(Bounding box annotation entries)
= = = =

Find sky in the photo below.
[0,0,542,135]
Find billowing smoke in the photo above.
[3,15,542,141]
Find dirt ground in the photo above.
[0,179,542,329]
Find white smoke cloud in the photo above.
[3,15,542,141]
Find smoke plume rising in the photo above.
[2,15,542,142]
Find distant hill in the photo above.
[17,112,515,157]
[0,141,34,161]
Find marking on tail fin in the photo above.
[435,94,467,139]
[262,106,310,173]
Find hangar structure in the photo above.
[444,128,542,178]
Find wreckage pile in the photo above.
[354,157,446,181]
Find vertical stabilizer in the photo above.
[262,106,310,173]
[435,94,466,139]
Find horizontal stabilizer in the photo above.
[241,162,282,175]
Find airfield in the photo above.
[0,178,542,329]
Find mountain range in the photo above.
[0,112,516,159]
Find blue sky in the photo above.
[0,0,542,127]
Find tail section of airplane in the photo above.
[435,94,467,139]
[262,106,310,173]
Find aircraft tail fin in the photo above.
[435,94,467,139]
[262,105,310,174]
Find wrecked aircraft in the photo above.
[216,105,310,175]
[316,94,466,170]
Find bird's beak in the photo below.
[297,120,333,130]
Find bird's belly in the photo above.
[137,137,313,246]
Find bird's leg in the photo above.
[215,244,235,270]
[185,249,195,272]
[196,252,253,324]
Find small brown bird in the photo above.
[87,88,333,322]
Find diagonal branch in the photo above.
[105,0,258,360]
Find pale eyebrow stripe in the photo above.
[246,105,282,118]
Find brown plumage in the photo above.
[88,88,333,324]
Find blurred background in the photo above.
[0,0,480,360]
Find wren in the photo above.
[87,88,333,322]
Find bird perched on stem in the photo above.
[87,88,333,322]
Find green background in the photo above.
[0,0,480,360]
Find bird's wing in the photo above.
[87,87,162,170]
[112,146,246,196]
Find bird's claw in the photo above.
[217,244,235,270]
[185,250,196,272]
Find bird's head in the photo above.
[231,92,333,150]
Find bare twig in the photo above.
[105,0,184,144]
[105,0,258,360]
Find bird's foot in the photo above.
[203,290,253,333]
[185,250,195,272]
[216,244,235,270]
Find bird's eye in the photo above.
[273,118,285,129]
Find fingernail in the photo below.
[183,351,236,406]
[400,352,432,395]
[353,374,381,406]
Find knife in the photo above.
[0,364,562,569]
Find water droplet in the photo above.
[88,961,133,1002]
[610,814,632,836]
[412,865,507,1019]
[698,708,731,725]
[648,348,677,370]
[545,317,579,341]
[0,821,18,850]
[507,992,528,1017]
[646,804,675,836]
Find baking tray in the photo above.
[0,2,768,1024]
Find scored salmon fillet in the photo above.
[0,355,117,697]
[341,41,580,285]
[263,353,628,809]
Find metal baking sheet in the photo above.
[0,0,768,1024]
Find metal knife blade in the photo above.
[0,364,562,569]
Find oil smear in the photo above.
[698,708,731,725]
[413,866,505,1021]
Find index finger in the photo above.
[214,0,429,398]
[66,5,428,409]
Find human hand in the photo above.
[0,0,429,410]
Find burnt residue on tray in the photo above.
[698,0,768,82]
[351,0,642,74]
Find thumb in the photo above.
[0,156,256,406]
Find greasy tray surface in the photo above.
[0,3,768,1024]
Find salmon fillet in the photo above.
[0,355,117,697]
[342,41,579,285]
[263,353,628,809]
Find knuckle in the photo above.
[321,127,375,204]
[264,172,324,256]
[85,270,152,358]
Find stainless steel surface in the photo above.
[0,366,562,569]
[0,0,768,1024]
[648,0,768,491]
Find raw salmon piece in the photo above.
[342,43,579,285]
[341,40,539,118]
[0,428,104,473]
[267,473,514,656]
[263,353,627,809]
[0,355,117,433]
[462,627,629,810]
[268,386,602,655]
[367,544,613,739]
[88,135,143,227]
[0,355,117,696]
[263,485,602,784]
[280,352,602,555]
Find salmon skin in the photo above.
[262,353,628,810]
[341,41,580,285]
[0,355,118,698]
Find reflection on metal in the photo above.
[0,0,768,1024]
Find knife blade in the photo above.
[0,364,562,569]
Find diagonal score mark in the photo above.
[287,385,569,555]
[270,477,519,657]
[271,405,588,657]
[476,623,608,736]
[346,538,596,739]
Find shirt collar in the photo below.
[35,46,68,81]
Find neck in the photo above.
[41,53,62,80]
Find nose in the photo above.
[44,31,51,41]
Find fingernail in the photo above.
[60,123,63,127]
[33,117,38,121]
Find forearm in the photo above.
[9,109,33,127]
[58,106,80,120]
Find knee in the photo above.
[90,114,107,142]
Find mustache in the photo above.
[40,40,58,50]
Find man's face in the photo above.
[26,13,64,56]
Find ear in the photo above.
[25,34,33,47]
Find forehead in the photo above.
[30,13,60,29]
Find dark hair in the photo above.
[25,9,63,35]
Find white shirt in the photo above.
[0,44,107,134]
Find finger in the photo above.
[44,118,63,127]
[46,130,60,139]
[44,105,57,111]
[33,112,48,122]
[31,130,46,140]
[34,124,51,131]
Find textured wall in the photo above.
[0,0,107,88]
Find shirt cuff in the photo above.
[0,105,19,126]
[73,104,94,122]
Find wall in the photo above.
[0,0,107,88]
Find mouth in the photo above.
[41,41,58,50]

= = = =

DIRECTION: Please convert all of the material above into a two-column CSV with the headers text and answer. Give each text its own row next to its answer, put every field in double quotes, and replace any line breaks with spaces.

THE COMPLETED TASK:
text,answer
"Find sky in the photo below.","[0,0,542,135]"
"Find billowing smoke in the photo above.","[3,15,542,141]"
"Find dirt ground in the photo above.","[0,179,542,329]"
"Find white smoke cloud in the photo above.","[3,15,542,141]"
"Find smoke plume rising in the photo above.","[2,15,542,142]"
"Find distant hill in the photo above.","[17,112,515,157] [0,141,34,161]"
"Find marking on tail fin in the photo above.","[435,94,467,139] [262,106,310,173]"
"Find hangar structure in the photo above.","[444,128,542,178]"
"Find wreckage pile in the photo above.","[354,157,446,181]"
"Find vertical stabilizer in the photo above.","[262,106,310,173] [435,94,466,139]"
"Find horizontal stabilizer in the photo above.","[241,162,282,175]"
"Find airfield in the photo above.","[0,178,542,329]"
"Find mountain range in the photo above.","[0,112,516,159]"
"Find blue sky in the photo above.","[0,0,542,127]"
"Find tail section of airplane in the photo above.","[435,94,467,139] [262,106,310,173]"
"Find aircraft tail fin in the photo above.","[435,94,467,139] [262,105,310,174]"
"Find wrecked aircraft in the photo above.","[216,105,310,175] [316,94,466,170]"
"Find bird's beak in the photo below.","[297,120,333,130]"
"Find bird's belly in the photo above.","[137,137,313,246]"
"Find bird's leg in the photo above.","[215,244,235,270] [185,249,195,272] [196,252,253,324]"
"Find small brown bird in the photo above.","[87,88,333,322]"
"Find diagonal branch in the photo above.","[105,0,258,360]"
"Find pale eyebrow stripe in the photo above.","[246,105,282,118]"
"Find brown plumage in the photo above.","[88,88,333,324]"
"Find blurred background in the photo above.","[0,0,480,360]"
"Find wren in the photo above.","[87,88,333,322]"
"Find bird perched on stem in the photo above.","[87,88,333,322]"
"Find green background in the photo above.","[0,0,480,360]"
"Find bird's wing in the photo above.","[87,87,162,170] [112,146,246,196]"
"Find bird's claw in the photo above.","[217,244,235,270] [185,250,196,272]"
"Find bird's head in the photo above.","[231,92,333,150]"
"Find bare twig in the photo above.","[105,0,184,144] [105,0,258,360]"
"Find bird's foot in the photo above.","[203,290,253,333] [185,250,195,272] [216,244,235,270]"
"Find bird's eye in the photo above.","[273,118,285,129]"
"Find fingernail in the photo below.","[183,351,236,406] [400,352,432,395] [353,374,381,406]"
"Find knife in the photo above.","[0,364,562,569]"
"Find water droplet in the photo above.","[88,961,133,1002] [610,814,632,836] [412,865,507,1019] [698,708,731,725] [648,348,677,370] [545,317,579,341] [0,821,18,850] [507,992,528,1017] [646,804,675,836]"
"Find baking tray in the photo above.","[0,2,768,1024]"
"Find scored salmon fillet in the photo above.","[0,355,117,697] [341,41,580,285] [263,353,628,809]"
"Find metal baking sheet in the photo above.","[0,0,768,1024]"
"Find metal knife blade in the photo above.","[0,364,562,569]"
"Find oil smear in the photo above.","[698,708,731,725] [413,866,505,1021]"
"Find index finger in the photo above.","[214,0,429,398] [66,5,428,409]"
"Find human hand in the photo above.","[0,0,429,410]"
"Find burnt residue on tray in the photo above.","[698,0,768,82] [351,0,642,74]"
"Find thumb in the photo above.","[0,156,256,406]"
"Find greasy tray surface in the photo above.","[0,3,768,1024]"
"Find salmon fillet in the photo above.","[0,355,117,697] [342,41,579,285] [263,353,628,809]"
"Find knuckle in the photo above.","[321,127,375,204] [264,172,324,256] [85,270,152,358]"
"Find stainless steel surface in the photo above.","[0,366,562,569] [0,0,768,1024] [648,0,768,491]"
"Find raw salmon piece in the photo above.","[342,43,579,285] [341,40,539,118] [0,428,104,473] [267,473,514,656] [263,353,627,809] [0,355,117,433] [462,627,629,810] [268,386,602,655] [367,544,613,739] [88,135,143,227] [0,355,117,696] [263,485,602,784] [280,352,602,555]"
"Find salmon skin in the photo above.","[262,353,628,810] [341,41,580,285] [0,355,118,698]"
"Find reflection on metal in the photo above.","[0,0,768,1024]"
"Find knife blade in the photo above.","[0,364,562,569]"
"Find diagonal score mark in the photo above.","[287,385,569,555] [270,477,519,657] [271,405,588,657] [476,623,608,736] [346,538,596,739]"
"Find shirt collar in the photo below.","[35,46,68,81]"
"Find neck in the photo above.","[41,53,62,80]"
"Find nose in the photo above.","[44,31,51,41]"
"Find fingernail in the photo above.","[60,123,63,127] [33,117,38,121]"
"Find forearm in the photo above.","[9,109,33,127] [58,106,80,120]"
"Find knee in the photo above.","[90,114,107,142]"
"Find mustache in the photo above.","[40,40,58,50]"
"Find man's face in the photo above.","[26,13,64,56]"
"Find ear in the photo above.","[25,34,33,47]"
"Find forehead in the photo above.","[30,13,60,29]"
"Find dark hair in the photo above.","[25,9,63,35]"
"Find white shirt in the photo above.","[0,44,107,134]"
"Find finger in the photo above.","[44,118,63,127] [46,130,60,139] [44,105,57,111] [33,112,48,122] [31,130,46,140] [34,124,51,131]"
"Find textured wall in the photo above.","[0,0,107,88]"
"Find shirt cuff in the photo above.","[0,105,19,126] [73,104,94,122]"
"Find wall in the photo above.","[0,0,107,88]"
"Find mouth in the photo above.","[41,41,58,50]"